Following on from ccunning's wu...

...Oasis are something of a relic from the '90s even after their excellent fifth album Heathen Chemistry went some way to re-establishing them as a band that it was okay to think was musically worthwhile in 2002. Liam and Noel are now the only two survivors from the 'original' 1994 lineup, with Paul 'Bonehead' Arthurs following Paul 'Guigsy' McGuigan out of the band after Standing On The Shoulder Of Giants was released.

However, their importance as possibly the single defining icon of the 'Cool Britannia' years of the mid-to-late Nineties should never be forgotten. Their zenith was undoubtably the first weekend in the August of 1996, when they played to 360,000 fans in Knebworth Park on two scorching summer days amid the heady air of England's Euro 96 soccer success and the band's complete dominance of British rock music. Those two days were Oasis at their strutting, kick-ass, musically-soaring best - from the opening strains of Rock'n'Roll Star to the oh-so-self-aware playing of Hey Jude over the PA as we trudged home.

[Entries for labeling image locations]
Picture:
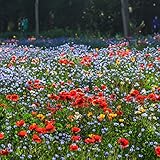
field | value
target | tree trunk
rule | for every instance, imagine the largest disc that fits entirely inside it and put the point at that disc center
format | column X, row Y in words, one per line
column 37, row 17
column 125, row 17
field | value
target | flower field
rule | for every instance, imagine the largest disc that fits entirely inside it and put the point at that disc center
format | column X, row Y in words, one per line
column 74, row 102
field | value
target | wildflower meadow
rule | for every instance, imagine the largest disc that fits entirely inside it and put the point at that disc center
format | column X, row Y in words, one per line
column 76, row 102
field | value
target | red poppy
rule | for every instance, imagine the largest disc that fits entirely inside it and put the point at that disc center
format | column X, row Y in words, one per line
column 76, row 138
column 20, row 123
column 1, row 136
column 128, row 98
column 124, row 143
column 75, row 130
column 97, row 138
column 50, row 128
column 22, row 133
column 157, row 151
column 33, row 126
column 134, row 92
column 103, row 87
column 73, row 147
column 153, row 97
column 119, row 113
column 4, row 152
column 12, row 97
column 40, row 130
column 36, row 138
column 89, row 140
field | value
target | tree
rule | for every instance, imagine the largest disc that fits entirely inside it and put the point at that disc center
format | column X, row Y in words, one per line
column 125, row 17
column 37, row 16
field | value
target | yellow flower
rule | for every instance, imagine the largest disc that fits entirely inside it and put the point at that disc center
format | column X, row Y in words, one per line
column 90, row 114
column 118, row 61
column 133, row 59
column 40, row 116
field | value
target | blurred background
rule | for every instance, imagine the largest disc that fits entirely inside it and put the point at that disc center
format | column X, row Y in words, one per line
column 100, row 16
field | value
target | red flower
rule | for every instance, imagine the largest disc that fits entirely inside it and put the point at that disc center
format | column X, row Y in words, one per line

**Goals**
[1] Answer these about the piece on Oasis:
(a) Which album does it call the band's fifth?
(b) How many fans did Oasis play to at Knebworth Park?
(c) What song was played over the PA as the crowd went home?
[2] According to the piece on Oasis, why are Liam and Noel the only members left from the 1994 lineup?
[3] Carry the piece on Oasis forward from its final sentence.

**Expected responses**
[1]
(a) Heathen Chemistry
(b) 360,000
(c) Hey Jude

[2] Paul "Guigsy" McGuigan left the band. Paul "Bonehead" Arthurs then followed him out after Standing On The Shoulder Of Giants was released. That left only Liam and Noel from the original lineup.

[3]
It's been a good five years since the Oasis backlash really took hold and they ceased to be able to do no wrong in the eyes of the public. And recently I decided to put together my own Oasis Best Of CD, which took in not only their five studio albums, but a couple of live renditions of songs that were undeniably Oasis (notably their epic cover of I Am The Walrus) and some of the B-sides from their first three albums-worth of singles - not only better than most bands on their best days, but better than some of Oasis' own album tracks.

And that Best Of CD is probably better now than it has ever been - now we're not so collectively jaded by Oasis the all-conquering supergroup. It certainly has, pound for pound, more great songs than any Best Of CD representing the rest of Britpop. And that's saying something.

I just hope Oasis get their due when us wide-eyed kids have grown up and had wide-eyed kids of our own. Because Oasis deserve to be regarded as one of the all-time great rock bands.

Oh, and Tony McCarroll didn't leave the band. He was fired. Fired for being a marginally-worse drummmer than Pete Best....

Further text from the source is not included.